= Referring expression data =
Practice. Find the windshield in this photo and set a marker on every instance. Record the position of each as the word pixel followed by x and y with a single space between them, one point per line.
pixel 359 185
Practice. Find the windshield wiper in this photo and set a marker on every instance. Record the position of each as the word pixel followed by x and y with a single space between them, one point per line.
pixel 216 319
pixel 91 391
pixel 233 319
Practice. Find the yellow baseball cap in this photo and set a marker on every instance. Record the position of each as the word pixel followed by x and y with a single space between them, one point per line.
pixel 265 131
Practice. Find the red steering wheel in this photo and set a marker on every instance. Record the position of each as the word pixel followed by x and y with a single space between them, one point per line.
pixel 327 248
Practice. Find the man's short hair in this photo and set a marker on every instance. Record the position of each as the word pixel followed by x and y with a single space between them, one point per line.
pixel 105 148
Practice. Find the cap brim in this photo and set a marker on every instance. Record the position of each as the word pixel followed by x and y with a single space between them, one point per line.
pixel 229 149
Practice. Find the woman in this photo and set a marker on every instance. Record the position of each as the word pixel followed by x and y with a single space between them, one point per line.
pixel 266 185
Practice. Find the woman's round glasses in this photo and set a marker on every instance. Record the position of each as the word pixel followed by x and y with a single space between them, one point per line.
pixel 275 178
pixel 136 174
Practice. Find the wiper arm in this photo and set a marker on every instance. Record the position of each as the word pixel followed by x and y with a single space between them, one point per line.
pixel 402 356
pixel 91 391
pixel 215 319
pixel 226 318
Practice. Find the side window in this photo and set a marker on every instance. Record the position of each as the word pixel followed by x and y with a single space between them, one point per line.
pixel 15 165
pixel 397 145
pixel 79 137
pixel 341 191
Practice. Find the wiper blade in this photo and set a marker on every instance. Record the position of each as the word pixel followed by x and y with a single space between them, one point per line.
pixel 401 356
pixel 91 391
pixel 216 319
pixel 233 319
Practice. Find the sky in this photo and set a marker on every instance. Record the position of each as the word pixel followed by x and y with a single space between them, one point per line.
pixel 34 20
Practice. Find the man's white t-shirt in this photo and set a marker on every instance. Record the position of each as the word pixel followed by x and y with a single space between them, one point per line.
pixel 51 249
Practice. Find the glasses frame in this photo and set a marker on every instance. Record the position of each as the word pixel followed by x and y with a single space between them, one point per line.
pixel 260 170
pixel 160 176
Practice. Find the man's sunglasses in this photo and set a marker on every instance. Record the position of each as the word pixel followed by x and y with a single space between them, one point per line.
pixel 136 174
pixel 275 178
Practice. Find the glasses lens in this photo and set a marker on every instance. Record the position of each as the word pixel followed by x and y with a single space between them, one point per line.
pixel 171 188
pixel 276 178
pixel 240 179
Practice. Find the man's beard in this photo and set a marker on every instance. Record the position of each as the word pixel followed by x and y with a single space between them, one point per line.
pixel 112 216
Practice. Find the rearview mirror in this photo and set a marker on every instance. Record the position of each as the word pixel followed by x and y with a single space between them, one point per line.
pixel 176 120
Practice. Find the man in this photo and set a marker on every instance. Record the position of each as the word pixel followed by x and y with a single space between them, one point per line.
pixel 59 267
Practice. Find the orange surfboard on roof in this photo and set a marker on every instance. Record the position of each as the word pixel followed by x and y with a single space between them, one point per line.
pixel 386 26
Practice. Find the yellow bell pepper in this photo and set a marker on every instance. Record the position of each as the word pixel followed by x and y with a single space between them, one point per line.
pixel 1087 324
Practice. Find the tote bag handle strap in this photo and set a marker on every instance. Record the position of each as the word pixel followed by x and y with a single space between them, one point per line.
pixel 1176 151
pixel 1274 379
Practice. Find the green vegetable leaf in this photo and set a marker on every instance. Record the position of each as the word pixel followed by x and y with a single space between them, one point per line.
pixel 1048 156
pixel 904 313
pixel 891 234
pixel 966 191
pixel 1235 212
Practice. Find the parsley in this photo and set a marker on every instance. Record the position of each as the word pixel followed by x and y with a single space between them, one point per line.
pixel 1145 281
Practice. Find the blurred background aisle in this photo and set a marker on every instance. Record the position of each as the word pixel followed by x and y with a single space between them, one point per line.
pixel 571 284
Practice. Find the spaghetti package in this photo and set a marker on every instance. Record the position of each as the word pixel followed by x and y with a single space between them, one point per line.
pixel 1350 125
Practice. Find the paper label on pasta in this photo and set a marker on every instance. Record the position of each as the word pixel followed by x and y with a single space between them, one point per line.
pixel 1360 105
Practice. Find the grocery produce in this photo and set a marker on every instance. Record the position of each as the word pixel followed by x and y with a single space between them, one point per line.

= Action item =
Would you copy the data exactly as shown above?

= Result =
Practice. Find the windshield in this photo and set a marker on every instance. Record the position of each as the word pixel followed by x and y with a single space between them, one point per line.
pixel 359 185
Practice. Find the windshield wiper in this photo and set a marker on every instance. Record the position of each as the word pixel followed by x and y with a single space between them, one point per line.
pixel 216 319
pixel 91 391
pixel 233 319
Practice. Find the yellow baseball cap in this photo and set a marker on every instance. Record the position of each as the word pixel followed by x and y with a single space between them, one point per line.
pixel 265 131
Practice. Find the red steering wheel in this photo and set a marker on every instance. Record the position of each as the word pixel followed by x and y with a single space between them, one point per line.
pixel 327 248
Practice. Find the man's short hair in this photo and set a marker on every instance. Record the position of each as the word pixel followed by x and y with a single space between them, one point per line.
pixel 105 148
Practice. Find the cap brim in this photo and set a marker on every instance. Record the position of each as the word pixel followed by x and y with a single space between them, one point per line.
pixel 229 149
Practice. Find the woman in this photo and set a marker on every instance. Record the position of each as the word pixel followed by x and y with a single space between them, one point per line.
pixel 266 185
Practice. Find the woman's round glasses in this photo and set a marker on every instance. Record the position of each as the word pixel followed by x and y with a single space between them, one point per line.
pixel 275 178
pixel 136 174
Practice. Find the wiper arm in this photo and set a marker on every instance. Record the position of each as the word pixel followed by x and y with a single space between them, one point per line.
pixel 402 356
pixel 91 391
pixel 215 319
pixel 226 318
Practice. Find the side window in this photo and set a marker on every instance. Record the position of each as the word pixel followed by x and y with a single space between them, one point per line.
pixel 15 165
pixel 397 145
pixel 79 137
pixel 341 191
Practice. Find the wiper blade in this photo and set a marker on every instance. Record the position of each as the word pixel followed by x and y with a single space between them, one point per line.
pixel 401 356
pixel 91 391
pixel 216 319
pixel 233 319
Practice. Find the sky in this photo and set a marker on every instance. Record the position of each as the word pixel followed by x and y with a single space between them, one point per line.
pixel 34 20
Practice. Find the man's white t-shirt in this photo and set a marker on every instance. Record the position of each as the word pixel followed by x and y with a single space between them, one point per line.
pixel 51 249
Practice. Find the glasses frame in this photo and set a marker on every instance. Record the position of each as the word pixel followed by x and y with a single space between them, one point per line.
pixel 260 170
pixel 160 176
Practice. Find the man's sunglasses in this photo and set a marker on every instance. Record the position of each as the word pixel followed by x and y with a single space between them, one point per line.
pixel 136 174
pixel 275 178
Practice. Find the glasses lens in this photo and set a marker on every instance. Record the position of each as the word pixel followed by x and y with a single space between them, one point per line.
pixel 171 188
pixel 276 178
pixel 240 179
Practice. Find the man's beard in this photo and set a marker on every instance. Record the position of each as the word pixel followed by x and y with a single space between them, one point per line.
pixel 112 216
Practice. Find the rearview mirror in this photo and set a marker on every instance. Record the position of each as the word pixel followed by x and y with a single space between them, one point per line.
pixel 176 120
Practice. Find the man in this photo and set a marker on every instance. Record the position of each as the word pixel followed by x and y with a single space between them, one point per line.
pixel 59 267
Practice. Find the orange surfboard on roof in this photo and set a marker on every instance. Record the position of each as the word pixel followed by x and y with a single space between them, one point per line.
pixel 386 26
Practice. Find the yellow bell pepper in this photo and set a marker on every instance. Record the position of each as the word pixel followed by x and y with a single space between them, one point per line.
pixel 1087 324
Practice. Find the tote bag handle strap in this photo and set a marker on every instance. Record the position of each as the word pixel followed by x and y with a single space between them, one point per line.
pixel 1176 151
pixel 1274 379
Practice. Find the green vegetable leaf in this photo and set a marker on every instance. Record the position of each as the word pixel followed by x and y with a single space between them, one point per line.
pixel 1048 156
pixel 904 313
pixel 891 234
pixel 966 191
pixel 1235 212
Practice. Find the parsley in this photo and set a marker on every instance. Record the position of each as the word pixel followed by x and y with a single space between them, one point per line.
pixel 1145 281
Practice. Find the blurred background aisle in this photo and set a marker on every instance. Record the position of each as the word pixel followed by x and y with a single space between them, one point per line.
pixel 571 284
Practice. Find the spaghetti package in this photo and set a marker on every instance. Record the position of each as the word pixel followed by x and y with a single space between them, one point per line.
pixel 1350 125
Practice. Find the paper label on pasta in this photo and set a marker on every instance. Record the position of each as the word pixel followed by x and y with a single space between them, one point per line.
pixel 1360 105
Practice. Find the grocery produce in this photo and set a marker on every instance. Record the position of each as the word pixel followed by x and y with a single space between them, one point per line.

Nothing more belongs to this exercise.